(Photo-based referring expression data)
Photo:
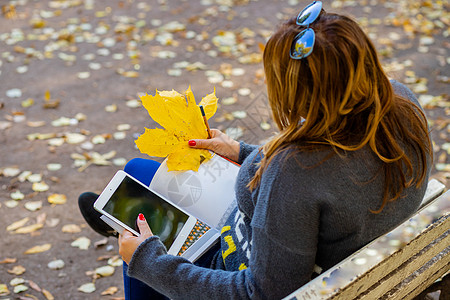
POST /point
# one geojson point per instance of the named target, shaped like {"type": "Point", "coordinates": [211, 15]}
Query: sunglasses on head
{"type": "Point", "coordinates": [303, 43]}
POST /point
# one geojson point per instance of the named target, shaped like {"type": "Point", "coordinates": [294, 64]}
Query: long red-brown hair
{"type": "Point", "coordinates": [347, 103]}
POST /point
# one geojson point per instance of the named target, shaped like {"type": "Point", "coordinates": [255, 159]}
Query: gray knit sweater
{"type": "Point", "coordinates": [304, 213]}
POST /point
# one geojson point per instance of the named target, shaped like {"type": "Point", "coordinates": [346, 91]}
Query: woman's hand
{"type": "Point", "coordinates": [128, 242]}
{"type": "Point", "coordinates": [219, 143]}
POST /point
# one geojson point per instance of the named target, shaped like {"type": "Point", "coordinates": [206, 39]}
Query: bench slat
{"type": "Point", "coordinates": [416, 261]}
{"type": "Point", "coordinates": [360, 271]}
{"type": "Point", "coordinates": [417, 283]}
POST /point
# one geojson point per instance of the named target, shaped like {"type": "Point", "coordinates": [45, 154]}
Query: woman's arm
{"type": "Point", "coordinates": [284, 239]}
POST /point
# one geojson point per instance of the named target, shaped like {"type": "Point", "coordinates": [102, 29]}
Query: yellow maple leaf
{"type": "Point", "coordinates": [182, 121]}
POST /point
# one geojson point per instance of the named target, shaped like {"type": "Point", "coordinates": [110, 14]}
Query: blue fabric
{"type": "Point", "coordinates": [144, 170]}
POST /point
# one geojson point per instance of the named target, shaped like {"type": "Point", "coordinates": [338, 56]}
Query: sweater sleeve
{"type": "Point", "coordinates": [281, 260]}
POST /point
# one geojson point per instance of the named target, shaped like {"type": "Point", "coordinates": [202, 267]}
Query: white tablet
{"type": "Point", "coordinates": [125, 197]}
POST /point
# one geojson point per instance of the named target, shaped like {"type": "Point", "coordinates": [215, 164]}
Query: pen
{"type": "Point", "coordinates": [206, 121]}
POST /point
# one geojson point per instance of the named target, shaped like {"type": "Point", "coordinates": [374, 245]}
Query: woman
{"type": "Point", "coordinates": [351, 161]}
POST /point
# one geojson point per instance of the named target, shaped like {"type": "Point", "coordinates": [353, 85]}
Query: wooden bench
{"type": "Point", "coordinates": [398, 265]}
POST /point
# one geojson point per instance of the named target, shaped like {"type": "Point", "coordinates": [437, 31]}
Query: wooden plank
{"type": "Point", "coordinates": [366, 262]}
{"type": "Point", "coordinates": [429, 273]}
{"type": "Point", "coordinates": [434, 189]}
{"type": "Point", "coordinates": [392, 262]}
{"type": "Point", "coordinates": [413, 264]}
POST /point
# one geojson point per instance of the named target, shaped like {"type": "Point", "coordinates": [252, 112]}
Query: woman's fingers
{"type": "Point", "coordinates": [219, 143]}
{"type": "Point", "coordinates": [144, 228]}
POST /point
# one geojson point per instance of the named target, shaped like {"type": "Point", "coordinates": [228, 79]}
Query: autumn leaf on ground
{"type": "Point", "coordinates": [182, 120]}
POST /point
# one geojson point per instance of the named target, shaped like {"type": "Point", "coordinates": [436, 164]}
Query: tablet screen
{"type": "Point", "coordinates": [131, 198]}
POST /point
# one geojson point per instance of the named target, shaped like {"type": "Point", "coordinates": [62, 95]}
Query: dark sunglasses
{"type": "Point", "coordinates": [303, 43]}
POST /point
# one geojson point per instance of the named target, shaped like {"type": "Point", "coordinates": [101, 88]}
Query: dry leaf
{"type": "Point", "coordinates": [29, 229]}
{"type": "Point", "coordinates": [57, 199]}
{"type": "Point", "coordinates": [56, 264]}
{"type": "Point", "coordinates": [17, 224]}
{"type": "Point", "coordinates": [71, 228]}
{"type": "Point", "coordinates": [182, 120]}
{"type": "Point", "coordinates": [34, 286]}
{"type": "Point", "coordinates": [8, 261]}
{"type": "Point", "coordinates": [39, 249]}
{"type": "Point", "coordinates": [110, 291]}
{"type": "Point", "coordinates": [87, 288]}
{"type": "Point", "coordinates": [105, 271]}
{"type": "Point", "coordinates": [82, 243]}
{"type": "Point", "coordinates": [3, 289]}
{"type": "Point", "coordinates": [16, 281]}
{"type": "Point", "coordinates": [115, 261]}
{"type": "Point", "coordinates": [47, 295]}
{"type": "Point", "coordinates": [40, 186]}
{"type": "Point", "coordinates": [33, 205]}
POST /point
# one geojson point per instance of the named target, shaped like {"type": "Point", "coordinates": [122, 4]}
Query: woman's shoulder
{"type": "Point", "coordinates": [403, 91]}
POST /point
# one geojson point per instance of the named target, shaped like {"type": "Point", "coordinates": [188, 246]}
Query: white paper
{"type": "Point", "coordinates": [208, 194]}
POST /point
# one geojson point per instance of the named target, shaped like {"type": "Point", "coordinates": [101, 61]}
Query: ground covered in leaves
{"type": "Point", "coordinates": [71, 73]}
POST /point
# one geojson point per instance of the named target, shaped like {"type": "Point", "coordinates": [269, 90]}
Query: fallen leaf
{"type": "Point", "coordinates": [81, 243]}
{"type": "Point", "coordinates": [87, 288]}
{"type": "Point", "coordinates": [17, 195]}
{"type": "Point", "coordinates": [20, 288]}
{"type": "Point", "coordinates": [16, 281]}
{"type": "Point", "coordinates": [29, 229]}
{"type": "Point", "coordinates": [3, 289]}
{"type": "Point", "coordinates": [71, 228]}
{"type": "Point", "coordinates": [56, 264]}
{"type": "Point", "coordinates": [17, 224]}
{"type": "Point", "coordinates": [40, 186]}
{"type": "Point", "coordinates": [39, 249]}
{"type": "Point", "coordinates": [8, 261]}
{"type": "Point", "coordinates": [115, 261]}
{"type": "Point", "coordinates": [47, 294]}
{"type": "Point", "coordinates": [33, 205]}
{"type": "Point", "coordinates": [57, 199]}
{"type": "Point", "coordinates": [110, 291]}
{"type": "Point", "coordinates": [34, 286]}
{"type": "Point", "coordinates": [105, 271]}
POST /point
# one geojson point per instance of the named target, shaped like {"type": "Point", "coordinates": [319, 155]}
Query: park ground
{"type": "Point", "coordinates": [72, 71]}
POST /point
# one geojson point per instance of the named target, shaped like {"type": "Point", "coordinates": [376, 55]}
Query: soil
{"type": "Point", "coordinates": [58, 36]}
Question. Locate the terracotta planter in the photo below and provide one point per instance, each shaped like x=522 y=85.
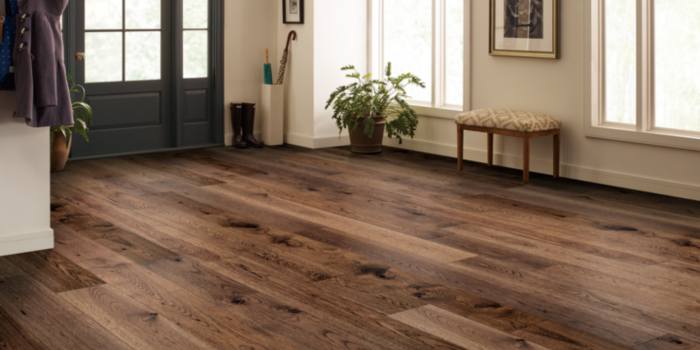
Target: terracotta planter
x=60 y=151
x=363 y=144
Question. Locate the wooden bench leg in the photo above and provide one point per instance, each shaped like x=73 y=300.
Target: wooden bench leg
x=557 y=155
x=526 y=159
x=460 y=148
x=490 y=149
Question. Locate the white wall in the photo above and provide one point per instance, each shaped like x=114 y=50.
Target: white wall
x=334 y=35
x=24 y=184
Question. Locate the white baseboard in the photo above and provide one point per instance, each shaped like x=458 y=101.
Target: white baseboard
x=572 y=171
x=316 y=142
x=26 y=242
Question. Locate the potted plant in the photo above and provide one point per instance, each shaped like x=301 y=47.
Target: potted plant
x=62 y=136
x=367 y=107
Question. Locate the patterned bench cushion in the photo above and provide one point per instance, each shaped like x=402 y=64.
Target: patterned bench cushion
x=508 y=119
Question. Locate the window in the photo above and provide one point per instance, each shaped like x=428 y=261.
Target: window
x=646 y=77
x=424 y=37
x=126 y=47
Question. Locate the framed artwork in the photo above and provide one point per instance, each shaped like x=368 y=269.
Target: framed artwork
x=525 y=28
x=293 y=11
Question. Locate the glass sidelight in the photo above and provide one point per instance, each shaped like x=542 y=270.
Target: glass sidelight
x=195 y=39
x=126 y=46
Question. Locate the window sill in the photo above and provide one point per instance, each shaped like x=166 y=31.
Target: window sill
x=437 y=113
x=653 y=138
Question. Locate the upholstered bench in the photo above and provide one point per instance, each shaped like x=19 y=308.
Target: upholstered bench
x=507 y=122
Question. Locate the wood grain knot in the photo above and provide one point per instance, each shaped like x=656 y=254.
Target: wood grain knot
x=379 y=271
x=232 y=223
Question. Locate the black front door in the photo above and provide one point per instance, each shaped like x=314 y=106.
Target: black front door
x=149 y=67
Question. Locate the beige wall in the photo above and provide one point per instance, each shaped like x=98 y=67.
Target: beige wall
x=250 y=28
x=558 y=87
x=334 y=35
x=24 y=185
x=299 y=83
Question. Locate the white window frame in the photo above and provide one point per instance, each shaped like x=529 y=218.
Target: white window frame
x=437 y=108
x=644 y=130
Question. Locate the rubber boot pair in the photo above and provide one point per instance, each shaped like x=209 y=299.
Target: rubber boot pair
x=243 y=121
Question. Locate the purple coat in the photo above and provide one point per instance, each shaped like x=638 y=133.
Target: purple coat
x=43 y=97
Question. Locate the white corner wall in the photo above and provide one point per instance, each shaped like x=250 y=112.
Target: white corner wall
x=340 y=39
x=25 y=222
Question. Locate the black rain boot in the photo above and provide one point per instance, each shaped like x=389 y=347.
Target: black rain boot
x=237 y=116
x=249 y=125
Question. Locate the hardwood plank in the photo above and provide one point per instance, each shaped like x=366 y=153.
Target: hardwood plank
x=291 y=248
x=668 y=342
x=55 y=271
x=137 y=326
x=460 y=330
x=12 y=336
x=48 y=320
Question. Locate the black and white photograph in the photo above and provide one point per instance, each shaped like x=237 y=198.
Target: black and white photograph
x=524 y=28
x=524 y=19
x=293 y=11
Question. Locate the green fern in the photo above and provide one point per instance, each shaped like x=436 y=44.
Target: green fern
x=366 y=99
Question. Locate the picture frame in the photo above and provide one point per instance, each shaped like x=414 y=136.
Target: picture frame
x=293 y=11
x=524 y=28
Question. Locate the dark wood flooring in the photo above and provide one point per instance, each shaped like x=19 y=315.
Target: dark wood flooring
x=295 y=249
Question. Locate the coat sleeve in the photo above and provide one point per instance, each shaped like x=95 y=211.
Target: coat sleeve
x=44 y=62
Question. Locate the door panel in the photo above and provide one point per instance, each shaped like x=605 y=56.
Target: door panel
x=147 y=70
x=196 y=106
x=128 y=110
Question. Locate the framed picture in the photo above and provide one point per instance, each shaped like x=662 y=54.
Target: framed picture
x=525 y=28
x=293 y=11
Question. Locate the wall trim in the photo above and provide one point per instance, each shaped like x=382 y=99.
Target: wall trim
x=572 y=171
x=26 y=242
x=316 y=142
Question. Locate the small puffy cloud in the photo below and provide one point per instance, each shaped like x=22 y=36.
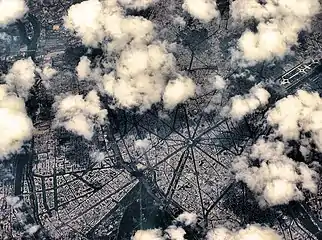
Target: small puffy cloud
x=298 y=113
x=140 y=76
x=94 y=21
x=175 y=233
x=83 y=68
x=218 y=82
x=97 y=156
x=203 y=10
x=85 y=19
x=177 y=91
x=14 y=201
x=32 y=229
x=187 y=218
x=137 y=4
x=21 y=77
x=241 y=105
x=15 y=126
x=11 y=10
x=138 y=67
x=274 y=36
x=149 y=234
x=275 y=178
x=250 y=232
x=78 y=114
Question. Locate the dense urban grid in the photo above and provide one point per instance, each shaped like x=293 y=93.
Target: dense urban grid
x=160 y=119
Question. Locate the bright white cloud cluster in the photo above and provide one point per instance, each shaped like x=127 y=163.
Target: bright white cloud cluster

== What you have to do ==
Filter the entries down to the lines that include the string "cluster".

== Solution to this exercise ==
Question. Locate the bright white cloud cluster in the photo above and provide one point per instance, each shaped like x=127 y=163.
Target: bright white cloud cluster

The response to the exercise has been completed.